Shape outline entries
>>>
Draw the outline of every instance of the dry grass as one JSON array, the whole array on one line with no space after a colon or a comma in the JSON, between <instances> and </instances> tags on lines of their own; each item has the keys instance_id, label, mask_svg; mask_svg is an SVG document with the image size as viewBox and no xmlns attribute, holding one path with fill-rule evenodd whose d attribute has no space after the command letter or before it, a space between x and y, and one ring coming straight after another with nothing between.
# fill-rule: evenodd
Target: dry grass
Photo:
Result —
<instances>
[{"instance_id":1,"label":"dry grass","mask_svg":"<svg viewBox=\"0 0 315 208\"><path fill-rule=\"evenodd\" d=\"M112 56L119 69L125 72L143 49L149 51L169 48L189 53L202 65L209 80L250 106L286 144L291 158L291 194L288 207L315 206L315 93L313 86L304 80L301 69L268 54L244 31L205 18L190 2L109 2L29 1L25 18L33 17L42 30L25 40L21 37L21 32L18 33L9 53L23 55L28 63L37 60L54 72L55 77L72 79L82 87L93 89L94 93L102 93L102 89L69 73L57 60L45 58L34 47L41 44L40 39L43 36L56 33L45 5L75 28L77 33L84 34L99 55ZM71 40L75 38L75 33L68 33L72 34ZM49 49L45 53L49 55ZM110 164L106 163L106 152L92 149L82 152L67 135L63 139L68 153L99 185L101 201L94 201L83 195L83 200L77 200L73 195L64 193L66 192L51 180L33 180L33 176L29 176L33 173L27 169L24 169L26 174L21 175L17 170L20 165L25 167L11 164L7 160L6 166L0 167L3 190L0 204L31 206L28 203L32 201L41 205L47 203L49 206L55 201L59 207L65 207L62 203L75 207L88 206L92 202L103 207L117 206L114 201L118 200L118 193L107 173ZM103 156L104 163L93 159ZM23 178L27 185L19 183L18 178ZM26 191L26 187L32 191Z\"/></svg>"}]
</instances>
<<<
* WHAT YOU HAVE TO DO: How many lines in the items above contain the string "instances"? Reply with the number alone.

* RESULT: 3